Work to be completed =>
Can you write out every item below again, switching "research paper" to "class project" and keeping everything else the same? Omit the pictures from your answer.

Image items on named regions
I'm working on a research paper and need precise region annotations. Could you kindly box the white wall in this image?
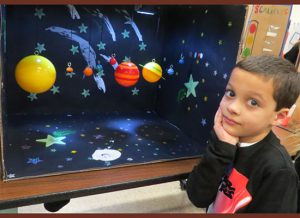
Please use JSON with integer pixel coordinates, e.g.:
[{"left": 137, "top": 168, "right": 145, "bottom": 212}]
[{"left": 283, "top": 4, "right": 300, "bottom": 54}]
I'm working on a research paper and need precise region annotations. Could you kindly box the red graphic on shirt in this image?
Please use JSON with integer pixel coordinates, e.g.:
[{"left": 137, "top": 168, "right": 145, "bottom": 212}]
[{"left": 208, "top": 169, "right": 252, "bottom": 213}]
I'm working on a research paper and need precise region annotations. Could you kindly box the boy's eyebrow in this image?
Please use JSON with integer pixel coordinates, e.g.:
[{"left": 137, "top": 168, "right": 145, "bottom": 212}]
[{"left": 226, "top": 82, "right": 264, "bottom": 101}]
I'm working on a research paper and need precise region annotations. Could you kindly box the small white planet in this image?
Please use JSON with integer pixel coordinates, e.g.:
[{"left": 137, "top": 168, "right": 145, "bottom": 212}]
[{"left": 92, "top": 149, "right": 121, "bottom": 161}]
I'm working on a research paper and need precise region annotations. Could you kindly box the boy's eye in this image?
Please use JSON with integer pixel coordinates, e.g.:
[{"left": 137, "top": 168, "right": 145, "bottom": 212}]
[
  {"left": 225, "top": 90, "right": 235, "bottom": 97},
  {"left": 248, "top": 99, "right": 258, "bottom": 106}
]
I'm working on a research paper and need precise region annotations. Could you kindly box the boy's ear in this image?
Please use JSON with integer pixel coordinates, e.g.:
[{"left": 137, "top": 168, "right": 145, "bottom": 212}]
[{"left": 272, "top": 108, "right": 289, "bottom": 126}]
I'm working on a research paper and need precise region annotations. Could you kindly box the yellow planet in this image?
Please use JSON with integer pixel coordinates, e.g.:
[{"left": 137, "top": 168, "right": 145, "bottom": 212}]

Solution =>
I'm working on a class project and need precise region annotations. Could you kindly box the white wall in this image?
Please use JSON with integer pixel coordinates, e.g.:
[{"left": 137, "top": 168, "right": 145, "bottom": 212}]
[{"left": 283, "top": 4, "right": 300, "bottom": 54}]
I'm working on a class project and need precise region annotations. Could you kindly box the red graphic on shirt in this image?
Please use JSON with integer pixel coordinates, e.g.:
[{"left": 137, "top": 168, "right": 145, "bottom": 212}]
[{"left": 208, "top": 169, "right": 252, "bottom": 213}]
I'm working on a class project and need precise region annotations. Could you kindly box the boy's eyebrow in this image?
Please use JSON with integer pixel coordinates, e.g.:
[{"left": 137, "top": 168, "right": 145, "bottom": 212}]
[{"left": 226, "top": 82, "right": 264, "bottom": 101}]
I'm working on a class project and need precise region annotations. Could you kindly box the small white planet in this image?
Please use JSON with integer pixel coordinates, e.g.:
[{"left": 137, "top": 168, "right": 145, "bottom": 212}]
[{"left": 92, "top": 149, "right": 121, "bottom": 161}]
I'm working on a class project and need precise region annotations. Could you kindly box the boy's eye in this image?
Please use JSON with integer pixel coordinates, e.g.:
[{"left": 137, "top": 168, "right": 145, "bottom": 212}]
[
  {"left": 225, "top": 90, "right": 235, "bottom": 97},
  {"left": 248, "top": 99, "right": 258, "bottom": 106}
]
I'm working on a class project and need precise region annotations. Could you kindly box the boy's ear in this image?
Please use JSON with integer pixel coordinates, e.g.:
[{"left": 137, "top": 168, "right": 145, "bottom": 212}]
[{"left": 272, "top": 108, "right": 289, "bottom": 126}]
I'm working on a class project and need precise region annotations. Could you kindly box the yellow planet in this image?
Please use JSON with integer pixel coordinates, e.g.:
[{"left": 137, "top": 168, "right": 145, "bottom": 212}]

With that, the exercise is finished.